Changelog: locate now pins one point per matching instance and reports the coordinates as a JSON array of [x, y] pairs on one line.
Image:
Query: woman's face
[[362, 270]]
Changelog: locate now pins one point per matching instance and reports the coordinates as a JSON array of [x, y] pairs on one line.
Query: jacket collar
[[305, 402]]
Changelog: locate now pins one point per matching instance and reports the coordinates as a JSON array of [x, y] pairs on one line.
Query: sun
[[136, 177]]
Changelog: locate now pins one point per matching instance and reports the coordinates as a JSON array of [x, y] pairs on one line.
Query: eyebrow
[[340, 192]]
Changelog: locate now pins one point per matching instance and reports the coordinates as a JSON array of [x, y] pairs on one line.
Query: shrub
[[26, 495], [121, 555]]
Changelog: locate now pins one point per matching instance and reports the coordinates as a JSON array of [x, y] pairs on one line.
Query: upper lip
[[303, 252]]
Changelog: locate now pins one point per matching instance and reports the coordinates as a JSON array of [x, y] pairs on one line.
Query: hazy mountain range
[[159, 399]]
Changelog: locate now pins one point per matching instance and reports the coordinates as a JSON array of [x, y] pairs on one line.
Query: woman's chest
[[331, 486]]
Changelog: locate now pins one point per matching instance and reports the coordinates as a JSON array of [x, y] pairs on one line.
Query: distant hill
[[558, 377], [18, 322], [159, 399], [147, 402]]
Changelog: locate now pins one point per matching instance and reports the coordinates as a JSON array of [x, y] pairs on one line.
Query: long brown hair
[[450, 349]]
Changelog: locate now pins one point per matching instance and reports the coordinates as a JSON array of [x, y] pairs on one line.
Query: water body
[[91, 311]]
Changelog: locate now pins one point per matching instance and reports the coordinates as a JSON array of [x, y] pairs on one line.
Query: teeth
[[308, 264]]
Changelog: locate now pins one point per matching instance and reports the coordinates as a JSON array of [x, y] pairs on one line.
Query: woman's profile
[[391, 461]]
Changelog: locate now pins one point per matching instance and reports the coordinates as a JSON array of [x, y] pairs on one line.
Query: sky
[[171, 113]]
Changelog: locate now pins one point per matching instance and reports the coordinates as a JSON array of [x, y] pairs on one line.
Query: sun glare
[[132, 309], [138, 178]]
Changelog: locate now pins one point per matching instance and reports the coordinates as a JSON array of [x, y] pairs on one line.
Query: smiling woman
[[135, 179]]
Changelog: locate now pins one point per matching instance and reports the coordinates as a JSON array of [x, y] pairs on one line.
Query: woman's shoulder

·····

Please recast the listing above as a numbered list, starting with its first line and going on through the line with "[[340, 192]]". Leave out any blank lines.

1. Changelog: locate now pins one point per matching instance and reports the coordinates as a JSON array of [x, y] pairs on one line.
2. Image:
3. Query: woman's face
4. [[362, 270]]
5. Changelog: locate now pins one point per matching instance and reports the coordinates as a JSON array of [x, y] pairs on one line.
6. Query: jacket collar
7. [[305, 402]]
8. Changelog: locate now pins one point per matching instance and reports the coordinates as a JSON array of [x, y] pairs on one line.
9. Query: sun
10. [[136, 177]]
11. Changelog: locate now pins one point per matching instance and reports the coordinates as a JSON array of [x, y] pairs on one line.
12. Query: eyebrow
13. [[340, 192]]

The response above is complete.